__Text extract__:
════════

Grieg on a squeezebox?
I had my reservations too, but as the modern concert or classical
accordion is a sophisticated beast with a range close to that
of a grand piano I was prepared to be pleasantly surprised.
Obviously the solo piano pieces can be played ‘straight’ on
the accordion keyboard … and that includes the Peer Gynt
extracts, for which Grieg made his own piano arrangements. For
the sake of comparison I also sampled Emil Gilels’ selection
of Lyric Pieces on DG Originals 449 721 2, a long-time
favourite of mine.
Tokyo-born Mie Miki
took up the accordion at the age of four, going on to study
in Germany and win a clutch of major awards. She has already
recorded other accordion works for BIS, including Gubaidulina’s
Seben Worte for cello, bayan (accordion) and strings.
So how does Grieg
fare on this unwieldy instrument? The Lyric Pieces (Lyriske
stykker) consist of 66 miniatures spread over 10 volumes
and more than three decades. But before we get there Miki kicks
off with a suitably upbeat and colourful Anitra’s Dance
from Peer Gynt, Grieg’s incidental to Ibsen’s play. It’s
clear from the outset that the accordion is very well recorded
indeed, with a nicely extended bass and a sparkling treble.
It’s also clear that Miki has a natural affinity for the music’s
The first of the
Op. 12 set, Norwegian, has some delectable staccato
playing, while the Waltz is well sprung and full
of character. I particularly liked the Watchman’s Song,
with its long, slightly mournful, lines. The dynamic contrasts
may be a little less subtle than one is used to on the piano
but it’s no less appealing for that. Miki has changed the order
of pieces in this collection, which makes for greater contrasts
I was curious to
hear how the accordion, not usually the most agile of instruments,
copes with Grieg’s faerie music. I need not have worried, as
Miki brings off Fairy Dance rather well, with
plenty of point to her playing. The National Song,
with its arresting opening, has real weight, warmth and accuracy
of intonation – no wheezing old squeezebox here. Folk-song
from Op. 38 is similarly blessed, sounding delightfully rustic
into the bargain. There is more virtuosic playing in the ensuing
Waltz, whose rhythms are more than a little reminiscent
of a fairground hurdy-gurdy.
swoops and flutters with surprising delicacy, although perhaps
the more subtle dynamic shading of the piano is harder to bring
off here. That said, the melancholy tread of The Solitary
Traveller is rather better suited to the accordion.

════════

__Stored data__:
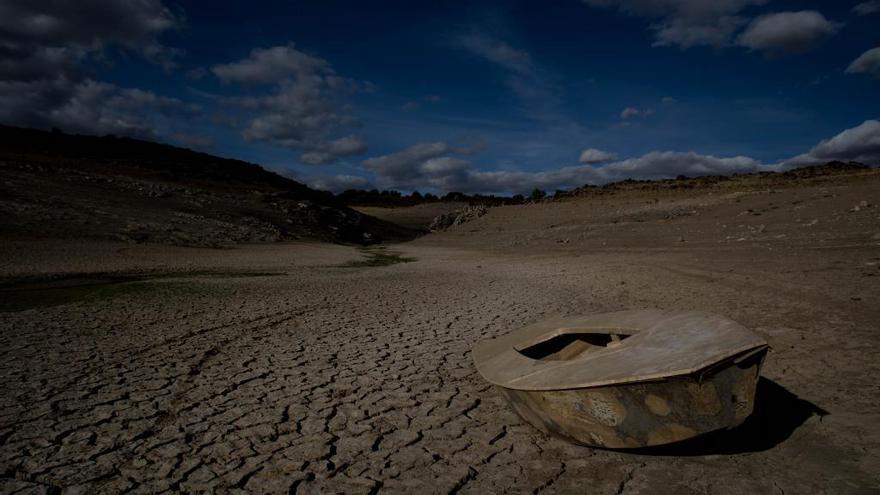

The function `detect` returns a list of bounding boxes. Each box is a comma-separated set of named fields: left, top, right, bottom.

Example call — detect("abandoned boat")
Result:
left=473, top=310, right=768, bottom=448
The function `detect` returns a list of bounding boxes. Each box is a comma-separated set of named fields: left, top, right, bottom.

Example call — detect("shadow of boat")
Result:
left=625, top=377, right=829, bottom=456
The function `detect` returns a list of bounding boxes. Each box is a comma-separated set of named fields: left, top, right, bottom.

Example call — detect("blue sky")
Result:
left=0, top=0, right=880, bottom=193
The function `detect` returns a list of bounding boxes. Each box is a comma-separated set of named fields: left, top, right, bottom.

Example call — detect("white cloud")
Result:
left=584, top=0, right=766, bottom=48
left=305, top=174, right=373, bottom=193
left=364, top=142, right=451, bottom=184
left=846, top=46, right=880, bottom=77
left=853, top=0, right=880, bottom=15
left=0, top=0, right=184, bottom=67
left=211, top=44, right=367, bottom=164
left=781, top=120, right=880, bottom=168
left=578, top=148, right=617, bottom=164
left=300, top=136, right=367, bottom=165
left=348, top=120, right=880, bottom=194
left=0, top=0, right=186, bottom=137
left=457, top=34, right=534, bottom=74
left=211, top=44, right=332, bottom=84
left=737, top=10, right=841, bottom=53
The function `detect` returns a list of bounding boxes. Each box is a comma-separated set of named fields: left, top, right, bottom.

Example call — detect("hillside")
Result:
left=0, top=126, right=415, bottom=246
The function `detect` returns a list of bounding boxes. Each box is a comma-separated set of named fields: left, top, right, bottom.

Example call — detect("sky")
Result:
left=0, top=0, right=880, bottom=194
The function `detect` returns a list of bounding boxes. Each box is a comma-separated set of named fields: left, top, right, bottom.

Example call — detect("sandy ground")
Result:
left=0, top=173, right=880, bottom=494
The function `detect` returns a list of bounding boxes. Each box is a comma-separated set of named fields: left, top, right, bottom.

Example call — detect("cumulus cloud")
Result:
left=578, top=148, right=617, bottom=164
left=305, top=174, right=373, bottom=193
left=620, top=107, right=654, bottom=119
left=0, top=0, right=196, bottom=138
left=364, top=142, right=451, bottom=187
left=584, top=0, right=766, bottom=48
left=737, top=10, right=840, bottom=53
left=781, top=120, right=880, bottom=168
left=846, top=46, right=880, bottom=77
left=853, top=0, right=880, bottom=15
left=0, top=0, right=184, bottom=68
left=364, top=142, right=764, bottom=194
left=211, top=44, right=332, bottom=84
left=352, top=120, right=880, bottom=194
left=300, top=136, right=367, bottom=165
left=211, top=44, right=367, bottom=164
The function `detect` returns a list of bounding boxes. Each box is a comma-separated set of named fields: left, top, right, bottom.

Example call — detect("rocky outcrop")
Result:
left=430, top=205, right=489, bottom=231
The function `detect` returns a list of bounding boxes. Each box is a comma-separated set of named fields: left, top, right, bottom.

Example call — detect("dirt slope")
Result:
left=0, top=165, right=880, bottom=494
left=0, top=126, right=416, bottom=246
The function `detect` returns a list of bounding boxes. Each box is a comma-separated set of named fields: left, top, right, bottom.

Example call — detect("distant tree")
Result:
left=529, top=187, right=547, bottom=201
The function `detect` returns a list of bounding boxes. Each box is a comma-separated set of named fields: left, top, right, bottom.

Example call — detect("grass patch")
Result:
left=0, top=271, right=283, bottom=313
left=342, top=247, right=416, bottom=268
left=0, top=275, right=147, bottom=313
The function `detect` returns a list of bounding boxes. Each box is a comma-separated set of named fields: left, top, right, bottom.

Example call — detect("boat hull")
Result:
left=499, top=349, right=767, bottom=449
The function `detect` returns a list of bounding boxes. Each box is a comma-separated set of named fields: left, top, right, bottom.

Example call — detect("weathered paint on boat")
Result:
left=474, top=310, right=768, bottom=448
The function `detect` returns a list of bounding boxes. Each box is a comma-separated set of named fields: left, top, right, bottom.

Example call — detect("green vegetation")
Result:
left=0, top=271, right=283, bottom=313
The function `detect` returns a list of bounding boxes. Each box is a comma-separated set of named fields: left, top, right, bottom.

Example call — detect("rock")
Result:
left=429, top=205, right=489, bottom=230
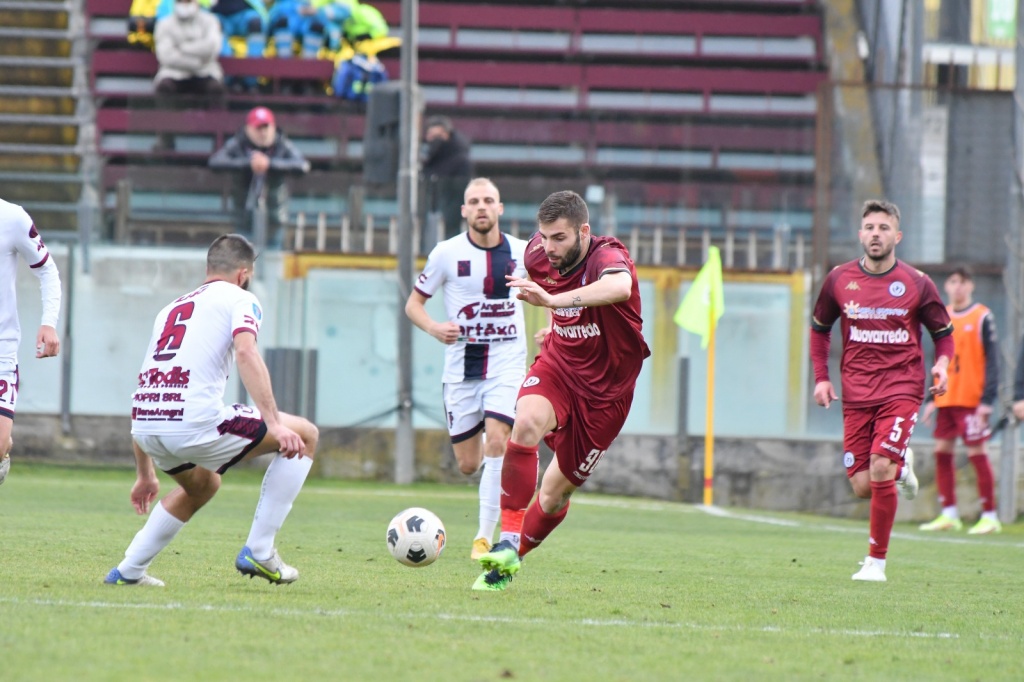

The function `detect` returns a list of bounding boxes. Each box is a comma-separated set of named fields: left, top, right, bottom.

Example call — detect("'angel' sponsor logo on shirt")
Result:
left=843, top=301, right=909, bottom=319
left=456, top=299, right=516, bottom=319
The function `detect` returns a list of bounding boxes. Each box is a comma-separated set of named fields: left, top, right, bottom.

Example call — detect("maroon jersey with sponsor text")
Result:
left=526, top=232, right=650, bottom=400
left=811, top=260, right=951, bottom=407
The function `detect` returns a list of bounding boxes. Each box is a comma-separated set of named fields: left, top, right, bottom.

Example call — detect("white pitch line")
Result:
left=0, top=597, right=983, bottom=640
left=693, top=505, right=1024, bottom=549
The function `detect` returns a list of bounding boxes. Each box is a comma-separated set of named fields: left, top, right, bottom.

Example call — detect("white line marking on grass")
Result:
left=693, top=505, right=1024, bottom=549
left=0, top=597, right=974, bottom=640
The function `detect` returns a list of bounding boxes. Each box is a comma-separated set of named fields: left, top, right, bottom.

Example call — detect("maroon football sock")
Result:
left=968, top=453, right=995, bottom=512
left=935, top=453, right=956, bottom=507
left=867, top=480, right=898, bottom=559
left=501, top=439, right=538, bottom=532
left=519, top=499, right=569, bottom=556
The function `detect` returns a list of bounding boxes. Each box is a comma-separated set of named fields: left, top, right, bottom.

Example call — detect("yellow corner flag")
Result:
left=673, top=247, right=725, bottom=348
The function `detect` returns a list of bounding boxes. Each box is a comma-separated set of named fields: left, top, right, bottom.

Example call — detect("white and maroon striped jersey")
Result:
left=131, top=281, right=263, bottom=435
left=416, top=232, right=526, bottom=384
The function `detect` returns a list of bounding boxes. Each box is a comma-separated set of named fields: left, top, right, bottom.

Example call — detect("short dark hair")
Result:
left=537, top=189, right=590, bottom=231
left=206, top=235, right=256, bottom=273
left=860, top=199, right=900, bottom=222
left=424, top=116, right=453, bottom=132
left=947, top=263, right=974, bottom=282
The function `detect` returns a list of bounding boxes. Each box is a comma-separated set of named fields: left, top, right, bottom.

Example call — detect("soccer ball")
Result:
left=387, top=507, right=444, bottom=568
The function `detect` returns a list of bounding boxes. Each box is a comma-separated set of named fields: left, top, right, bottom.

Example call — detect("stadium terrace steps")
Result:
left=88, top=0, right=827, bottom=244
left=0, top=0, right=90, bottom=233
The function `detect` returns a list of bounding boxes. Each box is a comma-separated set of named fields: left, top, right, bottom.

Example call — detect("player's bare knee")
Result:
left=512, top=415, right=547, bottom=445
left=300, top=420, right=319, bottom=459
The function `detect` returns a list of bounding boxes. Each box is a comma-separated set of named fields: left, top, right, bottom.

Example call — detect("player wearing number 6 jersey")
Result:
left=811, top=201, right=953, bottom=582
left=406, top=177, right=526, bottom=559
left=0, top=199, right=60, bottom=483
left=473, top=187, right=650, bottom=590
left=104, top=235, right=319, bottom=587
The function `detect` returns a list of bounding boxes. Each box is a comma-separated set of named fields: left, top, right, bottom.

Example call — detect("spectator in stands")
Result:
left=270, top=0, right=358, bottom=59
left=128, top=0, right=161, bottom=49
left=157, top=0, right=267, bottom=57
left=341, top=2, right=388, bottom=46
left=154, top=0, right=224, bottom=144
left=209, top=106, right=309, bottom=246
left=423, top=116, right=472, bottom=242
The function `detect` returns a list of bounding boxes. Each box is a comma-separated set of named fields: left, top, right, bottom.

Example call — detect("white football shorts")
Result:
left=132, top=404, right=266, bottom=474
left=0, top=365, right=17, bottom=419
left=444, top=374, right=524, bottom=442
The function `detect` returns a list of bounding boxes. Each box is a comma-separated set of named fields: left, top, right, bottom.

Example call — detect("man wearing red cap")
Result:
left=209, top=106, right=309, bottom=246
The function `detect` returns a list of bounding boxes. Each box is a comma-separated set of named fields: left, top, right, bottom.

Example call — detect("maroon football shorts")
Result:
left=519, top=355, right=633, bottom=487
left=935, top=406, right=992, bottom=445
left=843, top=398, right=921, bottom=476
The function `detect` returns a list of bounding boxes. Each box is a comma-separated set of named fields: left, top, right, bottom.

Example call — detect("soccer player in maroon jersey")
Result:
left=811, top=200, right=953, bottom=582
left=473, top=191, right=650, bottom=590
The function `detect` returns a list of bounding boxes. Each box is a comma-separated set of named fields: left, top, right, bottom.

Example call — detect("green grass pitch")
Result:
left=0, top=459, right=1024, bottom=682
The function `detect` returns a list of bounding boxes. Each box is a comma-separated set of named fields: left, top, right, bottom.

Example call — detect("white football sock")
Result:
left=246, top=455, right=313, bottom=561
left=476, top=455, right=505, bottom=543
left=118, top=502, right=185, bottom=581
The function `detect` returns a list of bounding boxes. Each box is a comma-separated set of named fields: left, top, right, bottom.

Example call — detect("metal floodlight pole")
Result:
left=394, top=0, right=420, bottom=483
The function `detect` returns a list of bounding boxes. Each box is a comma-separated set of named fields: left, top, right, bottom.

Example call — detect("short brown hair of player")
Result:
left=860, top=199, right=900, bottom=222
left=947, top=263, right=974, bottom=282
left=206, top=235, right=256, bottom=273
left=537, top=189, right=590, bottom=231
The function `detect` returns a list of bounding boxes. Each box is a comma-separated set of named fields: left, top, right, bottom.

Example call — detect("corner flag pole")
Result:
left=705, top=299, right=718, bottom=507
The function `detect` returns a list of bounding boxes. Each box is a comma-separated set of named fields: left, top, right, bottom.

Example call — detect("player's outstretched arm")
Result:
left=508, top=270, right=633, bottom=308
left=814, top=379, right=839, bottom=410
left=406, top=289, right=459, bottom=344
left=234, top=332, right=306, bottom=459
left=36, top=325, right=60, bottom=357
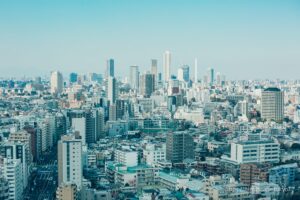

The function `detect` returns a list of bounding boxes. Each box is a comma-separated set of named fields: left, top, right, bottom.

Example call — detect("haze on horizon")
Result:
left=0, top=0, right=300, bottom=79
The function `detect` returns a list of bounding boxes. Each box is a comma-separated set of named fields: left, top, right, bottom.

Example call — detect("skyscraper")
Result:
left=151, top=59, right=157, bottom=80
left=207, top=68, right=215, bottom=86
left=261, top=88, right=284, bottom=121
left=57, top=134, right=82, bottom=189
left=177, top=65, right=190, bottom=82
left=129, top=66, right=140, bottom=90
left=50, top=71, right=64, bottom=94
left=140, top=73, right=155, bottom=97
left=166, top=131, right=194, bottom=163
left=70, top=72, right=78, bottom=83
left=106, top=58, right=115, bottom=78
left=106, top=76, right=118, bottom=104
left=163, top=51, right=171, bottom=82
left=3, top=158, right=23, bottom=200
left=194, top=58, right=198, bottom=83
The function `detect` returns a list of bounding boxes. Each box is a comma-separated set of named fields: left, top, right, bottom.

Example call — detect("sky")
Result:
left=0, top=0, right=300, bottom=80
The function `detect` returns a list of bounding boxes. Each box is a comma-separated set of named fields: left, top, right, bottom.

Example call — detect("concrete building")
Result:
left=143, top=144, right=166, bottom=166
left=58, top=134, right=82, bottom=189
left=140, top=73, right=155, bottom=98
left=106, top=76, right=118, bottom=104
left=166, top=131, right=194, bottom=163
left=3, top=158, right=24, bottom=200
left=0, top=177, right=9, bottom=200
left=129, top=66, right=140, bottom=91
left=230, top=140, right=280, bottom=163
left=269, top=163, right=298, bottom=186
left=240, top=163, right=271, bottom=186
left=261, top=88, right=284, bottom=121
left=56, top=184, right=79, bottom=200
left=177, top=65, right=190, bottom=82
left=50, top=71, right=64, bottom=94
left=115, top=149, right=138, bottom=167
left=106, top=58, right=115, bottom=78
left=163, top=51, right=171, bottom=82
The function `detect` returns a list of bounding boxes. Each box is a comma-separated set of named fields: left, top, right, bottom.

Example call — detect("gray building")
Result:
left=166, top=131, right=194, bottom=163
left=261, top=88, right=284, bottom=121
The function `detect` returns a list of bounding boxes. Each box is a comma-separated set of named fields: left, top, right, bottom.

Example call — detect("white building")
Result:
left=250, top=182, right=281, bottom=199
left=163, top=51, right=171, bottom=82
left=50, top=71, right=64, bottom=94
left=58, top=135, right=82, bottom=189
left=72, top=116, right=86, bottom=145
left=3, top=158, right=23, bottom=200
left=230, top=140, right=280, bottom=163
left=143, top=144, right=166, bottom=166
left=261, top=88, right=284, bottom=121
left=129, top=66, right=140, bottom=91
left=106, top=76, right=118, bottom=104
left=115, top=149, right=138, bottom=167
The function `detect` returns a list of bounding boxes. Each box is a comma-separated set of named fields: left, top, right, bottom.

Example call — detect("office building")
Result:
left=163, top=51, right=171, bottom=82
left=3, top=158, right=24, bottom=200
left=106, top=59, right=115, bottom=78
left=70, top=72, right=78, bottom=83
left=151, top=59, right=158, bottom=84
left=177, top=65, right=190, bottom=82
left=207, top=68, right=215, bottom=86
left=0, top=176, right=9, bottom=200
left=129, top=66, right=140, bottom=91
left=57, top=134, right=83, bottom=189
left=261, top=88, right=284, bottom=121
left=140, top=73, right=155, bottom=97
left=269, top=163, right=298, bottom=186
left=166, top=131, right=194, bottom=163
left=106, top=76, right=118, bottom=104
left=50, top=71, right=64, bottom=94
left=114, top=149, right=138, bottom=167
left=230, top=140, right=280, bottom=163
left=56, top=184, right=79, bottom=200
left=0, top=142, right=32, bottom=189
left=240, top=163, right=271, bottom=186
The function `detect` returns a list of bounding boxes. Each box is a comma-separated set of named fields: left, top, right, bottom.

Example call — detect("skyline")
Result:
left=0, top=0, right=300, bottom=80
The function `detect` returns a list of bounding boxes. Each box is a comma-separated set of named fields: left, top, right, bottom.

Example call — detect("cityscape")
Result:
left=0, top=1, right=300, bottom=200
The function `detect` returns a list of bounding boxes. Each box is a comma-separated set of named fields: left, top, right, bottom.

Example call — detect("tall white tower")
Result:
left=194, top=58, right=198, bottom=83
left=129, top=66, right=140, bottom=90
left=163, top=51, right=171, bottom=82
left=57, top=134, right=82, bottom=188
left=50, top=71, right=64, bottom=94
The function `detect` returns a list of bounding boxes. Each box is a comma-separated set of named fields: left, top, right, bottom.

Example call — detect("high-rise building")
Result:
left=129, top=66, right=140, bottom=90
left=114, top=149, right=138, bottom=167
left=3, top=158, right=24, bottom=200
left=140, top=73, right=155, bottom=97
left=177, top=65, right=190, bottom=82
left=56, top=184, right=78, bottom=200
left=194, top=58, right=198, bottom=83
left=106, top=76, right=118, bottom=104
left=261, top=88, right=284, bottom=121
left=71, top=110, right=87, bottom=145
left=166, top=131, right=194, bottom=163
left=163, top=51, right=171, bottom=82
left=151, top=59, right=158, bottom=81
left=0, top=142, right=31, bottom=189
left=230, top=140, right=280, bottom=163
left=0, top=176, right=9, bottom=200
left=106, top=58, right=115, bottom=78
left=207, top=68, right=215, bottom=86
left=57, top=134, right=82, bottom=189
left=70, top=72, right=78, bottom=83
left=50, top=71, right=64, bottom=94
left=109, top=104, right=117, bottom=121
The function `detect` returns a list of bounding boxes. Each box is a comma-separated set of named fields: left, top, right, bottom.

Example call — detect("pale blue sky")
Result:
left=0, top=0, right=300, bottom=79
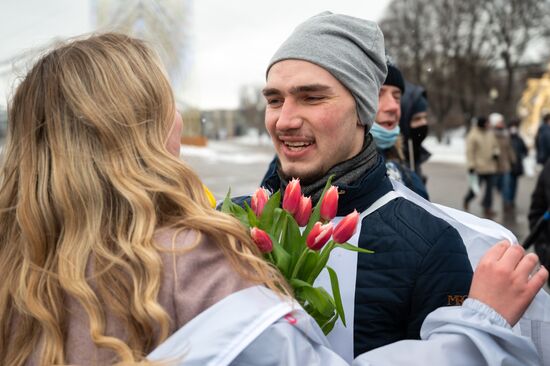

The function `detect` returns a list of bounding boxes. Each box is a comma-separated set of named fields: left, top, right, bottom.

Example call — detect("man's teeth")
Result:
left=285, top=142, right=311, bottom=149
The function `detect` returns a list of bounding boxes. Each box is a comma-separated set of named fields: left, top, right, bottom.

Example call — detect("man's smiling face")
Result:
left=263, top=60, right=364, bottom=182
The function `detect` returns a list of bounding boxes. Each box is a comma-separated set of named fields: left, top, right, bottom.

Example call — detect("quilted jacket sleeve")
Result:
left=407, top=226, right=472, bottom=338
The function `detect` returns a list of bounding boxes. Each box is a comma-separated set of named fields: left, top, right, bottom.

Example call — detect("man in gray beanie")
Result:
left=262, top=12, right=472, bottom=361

════════

__Prompt A__:
List every person named in the Grieg accordion review.
__Prompt B__:
From the Grieg accordion review, pull out the passage starting at "So how does" and ending at "a sparkling treble.".

__Correct result A__:
Grieg, Emil Gilels, Mie Miki, Gubaidulina, Ibsen

__Correct result B__:
So how does Grieg
fare on this unwieldy instrument? The Lyric Pieces (Lyriske
stykker) consist of 66 miniatures spread over 10 volumes
and more than three decades. But before we get there Miki kicks
off with a suitably upbeat and colourful Anitra’s Dance
from Peer Gynt, Grieg’s incidental to Ibsen’s play. It’s
clear from the outset that the accordion is very well recorded
indeed, with a nicely extended bass and a sparkling treble.